文書の抜粋
━━━━━━━━━━

DO WE REALLY WANT JUSTICE?
毎年12月9日は国際腐敗防止デーとなる。この日は世界各国で腐敗撲滅のキャンペーンが行われる。世界各国では腐敗防止のためにどのような対策措置が採られてきたのか、それがどのような結果をもたらしたのかについて議論し、評価するのである。なぜならば、国の発展を妨げ、貧困を拡大させる最大の要因は、腐敗と悪しきガバナンスだからである。「腐敗」という社会問題について、特にモンゴル国民はより一層肌身に感じるようになり、腐敗撲滅のために市民社会は声を上げ、団結し、腐敗を一掃するよう要求しているが、結果は芳しくない。腐敗の代償を国民が払わされている。そのため今日では、モンゴル国民の3分の2が貧困にあり、4分の3は未だに地面に穴を掘り木の柵で囲っただけのトイレを使用している。国際NGOトランスペアレンシー・インターナショナルが毎年発表している腐敗認識指数では、モンゴルは2018年に180ヵ国中93位、2019年に106位となっている。
腐敗の主な原因
モンゴル国は世界の民主主義国家同様に、立法権、行政権、司法権という独立した三権(trias politica)で構成されている。この三つの国家権力はそれぞれ独立し、権限と責任が決まっており、相互にバランスを維持し、相互に報告し合い、人権や自由、正義を遵守して機能すべきである。
しかし、モンゴルでは、この三権の独立が正しく機能していない。特に正義を確立するべき監査や司法機関の独立性が腐敗に侵食されてからは、腐敗は拡大を続けるばかりである。大きな腐敗事件は解決に至ることなく、犯罪者は罰せられることがない。腐敗により国にもたらされた数兆トゥグルグに上る損害は、犯罪者たちから取り戻されることなく、国民が不利益を被っている。こういったことが社会における国民の不満となり、政府による腐敗との戦いへの信頼を失う原因になっている。
腐敗がもたらすリスクとして挙げられることは、外国投資家がモンゴルに見切りをつけ去ってしまうことだ。また腐敗は国内経済を低迷させ、企業の競争力を失わせる。そして経済への国家の関与が高まり、多くの公共の財産に対する管理能力が失われる。そうして管理されなくなった公共の財産を、少数の者が政党の名を盾に横領し続けている。そこには、本来なら国の予算や歳出を管理すべき財務省、国有財産政策・調整庁、監査庁などの機関が目を光らせるべきだが、いずれの組織もリーダーシップの欠如が著しい。
モンゴル社会において、腐敗はすでに日常茶飯事となっている。公務に就くパブリック・サーバントたちは、賄賂なくしては動かなくなった。腐敗に関する調査に参加した人々の60%以上が、公務員の官僚主義という壁に行き当たり、その壁を乗り越えるために賄賂を贈っていると答えていた。

━━━━━━━━━━

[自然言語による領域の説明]
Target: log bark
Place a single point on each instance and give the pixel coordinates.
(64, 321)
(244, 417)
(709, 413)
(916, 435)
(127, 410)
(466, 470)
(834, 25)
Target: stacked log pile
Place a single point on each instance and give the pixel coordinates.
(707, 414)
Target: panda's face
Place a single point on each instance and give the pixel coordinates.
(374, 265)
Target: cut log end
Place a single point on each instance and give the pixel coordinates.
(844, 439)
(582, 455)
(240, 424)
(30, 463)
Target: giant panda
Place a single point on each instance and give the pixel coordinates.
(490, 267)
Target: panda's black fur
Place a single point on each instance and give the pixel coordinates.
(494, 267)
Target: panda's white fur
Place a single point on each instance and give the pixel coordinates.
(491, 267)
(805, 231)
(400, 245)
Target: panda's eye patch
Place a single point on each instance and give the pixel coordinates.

━━━━━━━━━━

課題の目的
腐敗に関する文章の「腐敗がもたらすリスクとして挙」を含む箇所から「ーダーシップの欠如が著しい。」までを、「外国投資家」を「海外の投資家」に置き換えて書き直してください。

出力
腐敗がもたらすリスクとして挙げられることは、海外の投資家がモンゴルに見切りをつけ去ってしまうことだ。また腐敗は国内経済を低迷させ、企業の競争力を失わせる。そして経済への国家の関与が高まり、多くの公共の財産に対する管理能力が失われる。そうして管理されなくなった公共の財産を、少数の者が政党の名を盾に横領し続けている。そこには、本来なら国の予算や歳出を管理すべき財務省、国有財産政策・調整庁、監査庁などの機関が目を光らせるべきだが、いずれの組織もリーダーシップの欠如が著しい。